[Records of labeled points]
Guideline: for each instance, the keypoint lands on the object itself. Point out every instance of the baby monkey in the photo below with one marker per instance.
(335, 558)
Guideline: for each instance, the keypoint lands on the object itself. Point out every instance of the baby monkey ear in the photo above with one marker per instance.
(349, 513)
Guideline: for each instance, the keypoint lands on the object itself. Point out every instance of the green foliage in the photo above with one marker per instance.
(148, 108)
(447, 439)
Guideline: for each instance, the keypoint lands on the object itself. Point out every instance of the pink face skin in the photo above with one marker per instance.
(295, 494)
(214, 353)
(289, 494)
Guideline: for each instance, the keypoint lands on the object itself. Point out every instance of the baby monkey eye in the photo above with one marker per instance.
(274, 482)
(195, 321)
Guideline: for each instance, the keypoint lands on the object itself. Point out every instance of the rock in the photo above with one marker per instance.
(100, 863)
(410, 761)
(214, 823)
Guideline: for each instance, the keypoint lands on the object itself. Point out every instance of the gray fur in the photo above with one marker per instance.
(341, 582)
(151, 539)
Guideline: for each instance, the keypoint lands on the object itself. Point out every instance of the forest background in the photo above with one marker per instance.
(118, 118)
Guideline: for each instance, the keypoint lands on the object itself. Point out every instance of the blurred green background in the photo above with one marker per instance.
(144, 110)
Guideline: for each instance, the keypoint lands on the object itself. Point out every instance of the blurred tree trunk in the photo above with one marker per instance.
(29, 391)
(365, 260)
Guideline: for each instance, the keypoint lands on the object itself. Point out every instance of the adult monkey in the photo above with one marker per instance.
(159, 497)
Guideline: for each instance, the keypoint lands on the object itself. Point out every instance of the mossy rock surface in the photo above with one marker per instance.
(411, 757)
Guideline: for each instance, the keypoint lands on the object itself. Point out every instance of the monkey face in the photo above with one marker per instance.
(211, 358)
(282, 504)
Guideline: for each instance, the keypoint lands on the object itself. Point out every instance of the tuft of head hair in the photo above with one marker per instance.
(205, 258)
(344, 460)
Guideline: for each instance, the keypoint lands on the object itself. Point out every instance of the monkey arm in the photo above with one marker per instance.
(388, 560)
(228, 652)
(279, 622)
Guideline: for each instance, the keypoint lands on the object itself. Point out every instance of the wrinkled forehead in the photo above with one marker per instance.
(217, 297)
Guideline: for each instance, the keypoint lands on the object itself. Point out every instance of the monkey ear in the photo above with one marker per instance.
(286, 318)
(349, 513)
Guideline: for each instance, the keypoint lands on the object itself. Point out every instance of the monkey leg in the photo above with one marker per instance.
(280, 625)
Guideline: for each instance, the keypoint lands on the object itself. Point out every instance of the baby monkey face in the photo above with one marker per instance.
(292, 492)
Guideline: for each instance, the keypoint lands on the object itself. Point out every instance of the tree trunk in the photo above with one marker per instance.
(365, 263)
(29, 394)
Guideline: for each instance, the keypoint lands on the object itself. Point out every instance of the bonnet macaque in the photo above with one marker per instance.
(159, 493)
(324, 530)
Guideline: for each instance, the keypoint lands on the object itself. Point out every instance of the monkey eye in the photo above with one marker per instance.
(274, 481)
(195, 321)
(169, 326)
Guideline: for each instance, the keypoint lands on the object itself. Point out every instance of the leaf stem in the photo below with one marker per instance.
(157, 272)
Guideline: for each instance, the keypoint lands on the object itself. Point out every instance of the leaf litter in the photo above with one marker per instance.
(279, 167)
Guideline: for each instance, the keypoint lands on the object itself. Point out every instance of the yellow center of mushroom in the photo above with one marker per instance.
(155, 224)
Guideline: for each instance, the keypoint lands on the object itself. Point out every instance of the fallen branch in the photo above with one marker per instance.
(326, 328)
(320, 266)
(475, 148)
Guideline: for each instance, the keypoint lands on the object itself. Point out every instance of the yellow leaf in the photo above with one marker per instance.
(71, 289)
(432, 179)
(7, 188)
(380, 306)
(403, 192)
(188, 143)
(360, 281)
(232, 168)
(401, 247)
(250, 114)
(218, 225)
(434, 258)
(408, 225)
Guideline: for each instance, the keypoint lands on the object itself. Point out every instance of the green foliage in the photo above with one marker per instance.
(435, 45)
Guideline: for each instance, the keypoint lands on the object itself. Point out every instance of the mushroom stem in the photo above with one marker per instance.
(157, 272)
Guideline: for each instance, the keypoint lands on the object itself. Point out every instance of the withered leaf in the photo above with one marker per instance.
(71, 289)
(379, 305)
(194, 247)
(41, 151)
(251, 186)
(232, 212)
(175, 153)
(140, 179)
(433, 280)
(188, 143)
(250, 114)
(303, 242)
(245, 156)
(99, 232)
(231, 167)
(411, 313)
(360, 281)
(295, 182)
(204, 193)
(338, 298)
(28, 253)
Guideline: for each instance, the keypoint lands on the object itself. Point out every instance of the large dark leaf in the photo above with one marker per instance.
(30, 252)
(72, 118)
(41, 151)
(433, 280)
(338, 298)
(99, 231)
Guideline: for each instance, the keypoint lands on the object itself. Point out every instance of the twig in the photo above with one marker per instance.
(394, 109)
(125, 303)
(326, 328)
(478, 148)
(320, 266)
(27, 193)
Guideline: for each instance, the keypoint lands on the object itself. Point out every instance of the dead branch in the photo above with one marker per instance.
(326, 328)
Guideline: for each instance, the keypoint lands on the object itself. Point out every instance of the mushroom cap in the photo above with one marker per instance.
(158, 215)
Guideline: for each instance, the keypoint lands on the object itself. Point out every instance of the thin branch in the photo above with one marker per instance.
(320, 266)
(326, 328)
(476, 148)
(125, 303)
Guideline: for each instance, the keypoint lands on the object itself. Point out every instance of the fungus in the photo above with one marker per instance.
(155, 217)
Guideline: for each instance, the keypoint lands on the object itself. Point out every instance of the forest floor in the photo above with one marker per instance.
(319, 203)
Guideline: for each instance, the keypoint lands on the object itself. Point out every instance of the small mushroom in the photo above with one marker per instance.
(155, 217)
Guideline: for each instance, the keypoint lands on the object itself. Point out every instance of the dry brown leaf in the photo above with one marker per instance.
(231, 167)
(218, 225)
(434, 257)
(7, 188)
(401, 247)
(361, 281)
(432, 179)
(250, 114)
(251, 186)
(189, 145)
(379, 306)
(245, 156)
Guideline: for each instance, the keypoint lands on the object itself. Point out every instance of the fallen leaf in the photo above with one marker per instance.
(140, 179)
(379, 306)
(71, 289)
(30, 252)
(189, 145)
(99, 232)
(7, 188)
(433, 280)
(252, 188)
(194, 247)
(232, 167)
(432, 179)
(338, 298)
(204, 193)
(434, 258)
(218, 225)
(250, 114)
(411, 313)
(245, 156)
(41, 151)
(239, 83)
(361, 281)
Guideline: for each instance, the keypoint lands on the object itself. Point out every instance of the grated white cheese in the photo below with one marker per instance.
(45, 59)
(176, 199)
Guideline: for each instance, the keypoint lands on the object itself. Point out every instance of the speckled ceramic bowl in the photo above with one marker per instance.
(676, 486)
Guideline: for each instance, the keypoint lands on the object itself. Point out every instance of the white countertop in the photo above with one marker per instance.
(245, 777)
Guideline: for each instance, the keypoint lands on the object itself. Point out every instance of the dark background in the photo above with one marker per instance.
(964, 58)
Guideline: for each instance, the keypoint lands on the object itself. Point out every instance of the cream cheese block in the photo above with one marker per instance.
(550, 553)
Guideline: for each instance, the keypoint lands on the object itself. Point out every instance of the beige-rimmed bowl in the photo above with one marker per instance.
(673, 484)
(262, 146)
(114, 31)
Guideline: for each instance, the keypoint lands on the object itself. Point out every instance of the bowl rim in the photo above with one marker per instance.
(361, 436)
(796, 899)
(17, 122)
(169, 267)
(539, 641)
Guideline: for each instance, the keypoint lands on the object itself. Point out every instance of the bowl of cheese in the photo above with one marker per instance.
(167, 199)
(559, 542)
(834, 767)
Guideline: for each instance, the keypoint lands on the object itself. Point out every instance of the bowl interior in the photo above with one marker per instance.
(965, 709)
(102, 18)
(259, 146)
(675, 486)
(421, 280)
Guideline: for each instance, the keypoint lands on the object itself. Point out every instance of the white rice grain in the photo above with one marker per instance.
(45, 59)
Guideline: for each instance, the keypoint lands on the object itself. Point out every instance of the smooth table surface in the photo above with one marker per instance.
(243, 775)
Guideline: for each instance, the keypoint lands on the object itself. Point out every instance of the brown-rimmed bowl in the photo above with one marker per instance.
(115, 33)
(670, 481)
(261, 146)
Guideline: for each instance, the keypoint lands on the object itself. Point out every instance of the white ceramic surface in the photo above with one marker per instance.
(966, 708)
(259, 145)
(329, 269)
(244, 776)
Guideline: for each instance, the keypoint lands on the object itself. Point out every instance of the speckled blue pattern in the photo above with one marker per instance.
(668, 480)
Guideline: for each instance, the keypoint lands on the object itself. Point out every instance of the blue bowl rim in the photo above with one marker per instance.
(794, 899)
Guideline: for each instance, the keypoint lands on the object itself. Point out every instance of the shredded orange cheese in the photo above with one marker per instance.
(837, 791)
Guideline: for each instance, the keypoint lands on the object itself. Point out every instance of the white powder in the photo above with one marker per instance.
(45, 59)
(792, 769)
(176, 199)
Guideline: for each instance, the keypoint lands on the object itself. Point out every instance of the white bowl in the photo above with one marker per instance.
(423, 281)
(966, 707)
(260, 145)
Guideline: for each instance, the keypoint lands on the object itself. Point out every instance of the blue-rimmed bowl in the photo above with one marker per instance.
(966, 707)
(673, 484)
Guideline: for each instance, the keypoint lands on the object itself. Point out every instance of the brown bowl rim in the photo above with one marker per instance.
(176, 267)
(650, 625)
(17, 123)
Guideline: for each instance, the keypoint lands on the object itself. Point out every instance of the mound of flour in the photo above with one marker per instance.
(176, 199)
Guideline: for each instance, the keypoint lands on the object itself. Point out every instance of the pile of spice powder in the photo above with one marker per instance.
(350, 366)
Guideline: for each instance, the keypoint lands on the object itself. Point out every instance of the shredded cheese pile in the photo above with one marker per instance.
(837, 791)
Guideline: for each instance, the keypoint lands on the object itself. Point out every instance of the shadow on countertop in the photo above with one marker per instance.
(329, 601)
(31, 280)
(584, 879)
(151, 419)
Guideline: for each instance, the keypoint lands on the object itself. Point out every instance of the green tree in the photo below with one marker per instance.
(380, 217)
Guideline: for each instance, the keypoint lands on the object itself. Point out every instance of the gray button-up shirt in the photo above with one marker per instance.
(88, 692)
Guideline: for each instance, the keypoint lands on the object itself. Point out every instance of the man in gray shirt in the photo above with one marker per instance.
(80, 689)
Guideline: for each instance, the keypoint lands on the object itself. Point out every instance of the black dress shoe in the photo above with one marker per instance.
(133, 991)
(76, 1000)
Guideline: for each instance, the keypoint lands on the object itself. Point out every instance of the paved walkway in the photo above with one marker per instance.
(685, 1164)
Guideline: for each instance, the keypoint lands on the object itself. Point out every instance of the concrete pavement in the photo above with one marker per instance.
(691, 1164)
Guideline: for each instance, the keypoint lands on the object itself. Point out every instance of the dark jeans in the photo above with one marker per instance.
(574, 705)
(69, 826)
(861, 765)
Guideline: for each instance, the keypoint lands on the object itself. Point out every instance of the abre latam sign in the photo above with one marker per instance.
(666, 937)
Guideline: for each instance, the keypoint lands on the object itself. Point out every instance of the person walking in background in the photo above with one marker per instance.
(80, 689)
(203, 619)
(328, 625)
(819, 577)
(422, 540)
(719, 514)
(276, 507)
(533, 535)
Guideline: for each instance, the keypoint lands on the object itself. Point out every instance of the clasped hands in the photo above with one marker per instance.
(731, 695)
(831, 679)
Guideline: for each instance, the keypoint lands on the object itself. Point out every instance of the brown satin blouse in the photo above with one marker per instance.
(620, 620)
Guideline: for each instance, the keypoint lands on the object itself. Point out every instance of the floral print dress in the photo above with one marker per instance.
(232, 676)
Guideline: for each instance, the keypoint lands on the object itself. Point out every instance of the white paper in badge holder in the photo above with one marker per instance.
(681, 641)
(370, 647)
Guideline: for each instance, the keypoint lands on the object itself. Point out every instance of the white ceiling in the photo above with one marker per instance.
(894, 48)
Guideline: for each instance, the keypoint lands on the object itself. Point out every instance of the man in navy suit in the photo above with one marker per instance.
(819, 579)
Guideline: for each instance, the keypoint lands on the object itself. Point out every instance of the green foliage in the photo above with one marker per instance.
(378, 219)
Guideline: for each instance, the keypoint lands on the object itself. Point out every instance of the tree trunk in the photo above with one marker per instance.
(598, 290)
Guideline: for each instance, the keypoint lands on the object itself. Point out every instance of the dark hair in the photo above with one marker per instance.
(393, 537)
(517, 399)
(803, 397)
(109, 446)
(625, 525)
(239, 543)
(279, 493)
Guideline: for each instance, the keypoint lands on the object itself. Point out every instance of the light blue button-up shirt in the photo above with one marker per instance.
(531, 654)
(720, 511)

▸ **Your task**
Exactly reproduce the lines beginning with the one that contains "the dark hair" and ending with the last line of the material, both included. Leave out everything else.

▸ **Answer below**
Guideline: for each instance, the keypoint lands on the object itself. Point out every instance of the dark hair in the photo above with one marker per instance.
(393, 537)
(517, 399)
(803, 397)
(109, 446)
(625, 525)
(239, 543)
(279, 493)
Guideline: for each instance, the keypoint lands on the object itself. Point out every instance of the light blue button-up shirt in the photo above with one marker per instance.
(531, 654)
(720, 511)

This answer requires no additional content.